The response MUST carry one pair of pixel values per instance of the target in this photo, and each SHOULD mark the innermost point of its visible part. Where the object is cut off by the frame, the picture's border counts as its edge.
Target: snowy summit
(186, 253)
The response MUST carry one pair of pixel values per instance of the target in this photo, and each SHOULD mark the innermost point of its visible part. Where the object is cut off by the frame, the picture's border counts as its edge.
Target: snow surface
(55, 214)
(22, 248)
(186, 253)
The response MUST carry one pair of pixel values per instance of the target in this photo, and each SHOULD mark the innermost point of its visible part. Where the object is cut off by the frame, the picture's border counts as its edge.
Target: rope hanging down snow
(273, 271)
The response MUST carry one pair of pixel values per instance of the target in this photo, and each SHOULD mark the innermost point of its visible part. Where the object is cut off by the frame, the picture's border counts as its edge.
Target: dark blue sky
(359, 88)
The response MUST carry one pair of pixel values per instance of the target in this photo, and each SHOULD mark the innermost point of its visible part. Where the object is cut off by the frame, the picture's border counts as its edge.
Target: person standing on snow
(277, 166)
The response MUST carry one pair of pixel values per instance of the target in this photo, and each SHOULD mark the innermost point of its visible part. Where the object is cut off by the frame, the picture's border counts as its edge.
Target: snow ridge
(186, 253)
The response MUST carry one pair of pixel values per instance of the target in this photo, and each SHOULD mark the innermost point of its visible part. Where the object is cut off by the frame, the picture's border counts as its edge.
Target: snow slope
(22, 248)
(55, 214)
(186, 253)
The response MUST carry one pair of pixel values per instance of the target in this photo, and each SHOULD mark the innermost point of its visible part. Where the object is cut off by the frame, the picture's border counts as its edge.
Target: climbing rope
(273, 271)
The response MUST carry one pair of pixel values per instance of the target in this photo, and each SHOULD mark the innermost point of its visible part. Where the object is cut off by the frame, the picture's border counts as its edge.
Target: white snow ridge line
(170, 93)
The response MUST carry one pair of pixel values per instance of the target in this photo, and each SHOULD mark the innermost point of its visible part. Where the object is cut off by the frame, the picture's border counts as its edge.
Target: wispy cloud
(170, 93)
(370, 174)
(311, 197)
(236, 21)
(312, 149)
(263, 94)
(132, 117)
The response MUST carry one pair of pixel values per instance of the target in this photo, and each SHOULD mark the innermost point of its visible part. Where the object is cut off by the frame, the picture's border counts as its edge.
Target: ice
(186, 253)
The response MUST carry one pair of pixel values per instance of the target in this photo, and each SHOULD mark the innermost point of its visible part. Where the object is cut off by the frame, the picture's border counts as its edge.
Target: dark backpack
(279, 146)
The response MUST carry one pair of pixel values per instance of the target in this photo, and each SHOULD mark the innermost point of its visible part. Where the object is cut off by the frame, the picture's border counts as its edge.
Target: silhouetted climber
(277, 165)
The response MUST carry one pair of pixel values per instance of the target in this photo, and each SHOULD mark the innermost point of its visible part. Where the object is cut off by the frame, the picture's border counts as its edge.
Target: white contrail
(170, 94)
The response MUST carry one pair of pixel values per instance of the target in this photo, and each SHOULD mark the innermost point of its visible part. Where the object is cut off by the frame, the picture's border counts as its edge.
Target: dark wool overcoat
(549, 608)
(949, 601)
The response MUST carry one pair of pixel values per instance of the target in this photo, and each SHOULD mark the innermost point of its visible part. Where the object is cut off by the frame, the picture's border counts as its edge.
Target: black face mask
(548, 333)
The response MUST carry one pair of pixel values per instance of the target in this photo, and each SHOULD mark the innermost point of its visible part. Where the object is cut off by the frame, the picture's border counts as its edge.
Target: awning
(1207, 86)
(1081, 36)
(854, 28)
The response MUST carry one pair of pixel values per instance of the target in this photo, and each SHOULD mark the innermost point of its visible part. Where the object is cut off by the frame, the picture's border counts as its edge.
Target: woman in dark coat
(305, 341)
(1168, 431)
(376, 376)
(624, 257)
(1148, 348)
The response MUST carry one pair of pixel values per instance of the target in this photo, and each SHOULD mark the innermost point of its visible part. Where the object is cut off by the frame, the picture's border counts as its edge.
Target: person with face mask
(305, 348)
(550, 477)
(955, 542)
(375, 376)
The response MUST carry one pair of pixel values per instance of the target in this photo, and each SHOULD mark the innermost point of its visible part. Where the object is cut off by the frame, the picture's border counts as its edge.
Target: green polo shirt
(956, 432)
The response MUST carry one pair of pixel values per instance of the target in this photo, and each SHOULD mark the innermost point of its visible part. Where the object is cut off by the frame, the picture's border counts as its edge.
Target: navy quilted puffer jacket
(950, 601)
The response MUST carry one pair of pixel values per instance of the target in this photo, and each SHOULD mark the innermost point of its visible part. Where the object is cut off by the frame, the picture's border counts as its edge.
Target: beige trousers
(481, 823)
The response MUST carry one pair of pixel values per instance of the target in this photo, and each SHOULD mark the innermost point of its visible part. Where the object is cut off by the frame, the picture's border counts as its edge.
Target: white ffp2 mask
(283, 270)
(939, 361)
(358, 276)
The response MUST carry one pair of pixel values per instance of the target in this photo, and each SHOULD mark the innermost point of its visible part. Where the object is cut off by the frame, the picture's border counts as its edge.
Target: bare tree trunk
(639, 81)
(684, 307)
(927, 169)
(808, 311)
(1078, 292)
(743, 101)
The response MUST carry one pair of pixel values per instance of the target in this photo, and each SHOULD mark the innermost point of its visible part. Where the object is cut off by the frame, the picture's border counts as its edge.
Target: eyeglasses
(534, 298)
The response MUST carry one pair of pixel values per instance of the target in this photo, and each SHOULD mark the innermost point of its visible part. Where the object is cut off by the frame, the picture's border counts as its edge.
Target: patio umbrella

■ Task goal: Each line of the listing has to be reproduced exactly.

■ Response below:
The response MUST carry one pair of pixel values per instance of the target in this photo, and each SHOULD mark the innermost point of its visible part. Where the object is cut off by the frame, the picture's border counts as its edge.
Target: snowy summit
(186, 253)
The response MUST carry one pair of pixel values per instance of the target in this photo, and each SHOULD mark the innermost point of its visible part. Where the object is cut off by the frame, the picture's border counts as its edge.
Target: snow surface
(55, 214)
(22, 248)
(186, 253)
The response MUST carry one pair of pixel values per instance of the target in this photo, and each SHOULD mark the innermost point of its visible part. Where the object is cut off by the frame, the picture's border counts as its edge.
Target: rope hanging down snow
(273, 271)
The response MUST carry one pair of pixel values per instance of the target in this photo, and each SHOULD mark the innermost point of its visible part. Where the object is cut off by the frame, the picture's border counts as its edge.
Target: dark blue sky
(359, 88)
The response MUST carry one pair of pixel values per instance of the target in this photo, and each SHOULD mark the innermost point of its visible part. Where the object is cut off by the frame, the picture's border counts as its edge.
Target: person standing on snow
(277, 166)
The response MUST carry one pair of pixel values per instance of the target in this photo, and each SHOULD mark the innermost point of its visible part. Where the object is cut off by the frame, the picture's border counts as its edge.
Target: snow ridge
(186, 253)
The response MUST carry one pair of pixel values per instance of the target in this photo, and each SHOULD mark the innermost point of its visible part. Where the object is cut off by the frame, the picture's border counts as its edge.
Target: snow slope
(22, 248)
(55, 214)
(186, 253)
The response MUST carry one pair of pixel values per instance of the target in this photo, and each SHOULD mark the innermost point of its visible part. Where the object is cut off by the frame, the picture's border counts as its edge.
Target: climbing rope
(273, 271)
The response MUST carry one pair of pixel values per instance of the target in this photo, and each SHOULD mark the innermost point of its visible part. Where the object is cut off by the frame, the picture's border counts as its edge.
Target: white snow ridge line
(170, 93)
The response MUST carry one pair of pixel values per instance of the target in this photo, and each SHOULD mark the innermost point of its visible part. Where the object is cut off by the frame, the picture's border counts as its edge.
Target: wispy cloud
(170, 93)
(370, 174)
(311, 197)
(236, 21)
(312, 149)
(263, 94)
(132, 117)
The response MUST carry one pair of pixel values per instance of the target in this photo, and each SHOULD mark the innermost point of its visible part. Where the object is cut off by the frame, the picture's border counts as its edge.
Target: ice
(186, 253)
The response MUST carry one pair of pixel values per instance of the target in this photo, and each SHOULD mark the innermost point of its visible part. Where the object is cut off by the frame, the picture's border counts as its edge.
Target: dark backpack
(279, 146)
The response MUST carry one pair of pixel values per instance of the target in this photo, and each SHOULD mark the innermost point of its visible part. Where the object is cut off by the frame, the picture's border counts as its edge.
Target: silhouetted climber
(277, 165)
The response MUST carry one pair of pixel values per instance of the target in this photo, and each SHOULD mark the innermost point of its visible part. Where the object is cut off by the frame, the picture's border counts as its edge.
Target: white contrail
(170, 94)
The response MUST carry one pair of pixel values per instance of the target in this photo, and each SHOULD mark the innermost point of its visible part. Where the object is cut off by the frame, the picture's border counts as its edge.
Target: dark wool overcoat
(549, 608)
(949, 601)
The response MUST carry one pair of pixel values per instance of the target in this photo, and each SHOULD mark the innermost point of its visible part. Where the object is cut off by the frame, the picture's border counts as its edge.
Target: black face mask
(548, 333)
The response MUST carry one pair of pixel values per instance of the target in this photo, and each SHOULD mark the innermost point of its visible part. Where the object is cut off by the frame, the picture's border counts as its edge.
Target: awning
(1207, 86)
(1081, 36)
(854, 28)
The response MUST carry one pair of pixel values per instance of the target in this photo, and each SHOULD mark the innermost point of its visible part. Where the object is cut off by the frame, the picture's border counts as its edge.
Target: woman in dark coat
(305, 341)
(1168, 431)
(376, 376)
(624, 257)
(1148, 348)
The response MUST carry one pair of pixel values per instance of the target in this photo, and each SHOULD mark the innermost point of its visible part. Where the object is cut off by the frame, the picture's border counts as its edge.
Target: person with face mask
(305, 348)
(550, 477)
(955, 542)
(375, 376)
The response MUST carry one pair of pixel values per instance of the target in this photo, and each SHOULD mark the innermost point of its visible part. Where the object is cut off by the frame, the picture's border counts as its edge.
Target: green polo shirt
(956, 432)
The response MUST carry one pair of pixel values per instance of the target in this photo, and each SHOULD mark the innermost point of its visible part. Where the object is cut off by the frame, the picture's border counts as its edge.
Target: navy quilted puffer jacket
(950, 601)
The response MUST carry one pair of pixel values per instance of the target in this photo, and each SHOULD mark the innermost point of its visible part. Where the object is cut off by the frame, the picture's border counts as its edge.
Target: beige trousers
(481, 823)
The response MUST carry one pair of pixel values per instance of the target in this photo, and each SHOULD mark the innermost point of its visible part. Where the object is cut off by the frame, the picture's border counts as its edge.
Target: white ffp2 mask
(283, 270)
(939, 361)
(358, 276)
The response MUST carry one pair of pixel values per instance of the target in this photo, and each SHOULD mark the innermost point of its visible part. Where the object is cut off by the frame, the picture's border counts as its edge.
Target: bare tree trunk
(639, 81)
(684, 307)
(927, 169)
(808, 311)
(1078, 292)
(743, 101)
The response MUST carry one pair of pixel values per instance of the target in this photo, and each SHOULD mark the innermost point of its visible part. Where the object is cut off by the frame, the picture's border counts as its edge.
Target: eyeglasses
(534, 298)
The response MUST carry one pair of pixel values per instance of the target in this photo, and each SHOULD mark the innermost point of its visible part. Where the object is cut off by the frame, the picture's border counts as its edge.
Target: patio umbrella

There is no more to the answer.